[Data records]
◇ ◇ ◇ ◇ ◇

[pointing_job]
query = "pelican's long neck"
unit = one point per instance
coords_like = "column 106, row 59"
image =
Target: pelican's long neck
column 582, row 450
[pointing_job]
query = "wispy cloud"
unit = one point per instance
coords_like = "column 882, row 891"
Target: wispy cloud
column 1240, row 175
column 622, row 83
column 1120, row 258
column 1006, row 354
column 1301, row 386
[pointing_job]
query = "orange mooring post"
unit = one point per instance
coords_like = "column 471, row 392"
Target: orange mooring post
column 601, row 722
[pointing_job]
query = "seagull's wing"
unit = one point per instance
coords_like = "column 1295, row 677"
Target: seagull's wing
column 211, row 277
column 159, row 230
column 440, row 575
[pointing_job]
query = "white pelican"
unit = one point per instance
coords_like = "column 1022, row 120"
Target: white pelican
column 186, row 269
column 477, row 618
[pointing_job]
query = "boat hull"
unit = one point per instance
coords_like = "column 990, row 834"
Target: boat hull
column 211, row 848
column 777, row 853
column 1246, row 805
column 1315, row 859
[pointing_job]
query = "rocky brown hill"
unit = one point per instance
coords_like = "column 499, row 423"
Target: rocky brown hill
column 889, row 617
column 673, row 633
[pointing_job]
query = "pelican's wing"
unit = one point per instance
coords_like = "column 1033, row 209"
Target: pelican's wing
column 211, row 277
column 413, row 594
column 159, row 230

◇ ◇ ◇ ◇ ◇

■ **WHAT YOU SHOULD DO**:
Please output the items above as a two-column CSV with the headers text and answer, giving each item its own row. Put each field in quotes, and replace any line breaks inside a field with spaces.

■ **TASK SOLUTION**:
text,answer
"[pointing_job] query = ""pelican's long neck"" unit = one point per instance coords_like = ""column 106, row 59"" image = Target: pelican's long neck","column 582, row 450"
"[pointing_job] query = ""wispy cloud"" unit = one point per instance coords_like = ""column 882, row 891"" Target: wispy cloud","column 1240, row 175 column 622, row 83 column 1120, row 258 column 1006, row 354 column 1301, row 386"
"[pointing_job] query = ""orange mooring post"" unit = one point per instance coords_like = ""column 471, row 392"" Target: orange mooring post","column 601, row 722"
"[pointing_job] query = ""seagull's wing"" unit = one point per instance coords_like = ""column 1295, row 677"" Target: seagull's wing","column 211, row 277 column 159, row 230 column 440, row 575"
"[pointing_job] query = ""white pelican"" unit = one point per instance coords_like = ""column 1022, row 120"" Target: white pelican","column 186, row 269 column 477, row 618"
"[pointing_job] query = ""boat hull"" unit = one point per instance coords_like = ""column 990, row 834"" Target: boat hull","column 211, row 848 column 777, row 853 column 1246, row 805 column 1315, row 859"
"[pointing_job] query = ""rocky brown hill"" unit = one point per instance coords_like = ""column 499, row 423"" Target: rocky brown hill","column 889, row 617 column 673, row 633"
"[pointing_job] query = ""pelican's wing"" unit = one point per instance coords_like = ""column 1033, row 209"" Target: pelican's wing","column 211, row 277 column 413, row 594 column 159, row 230"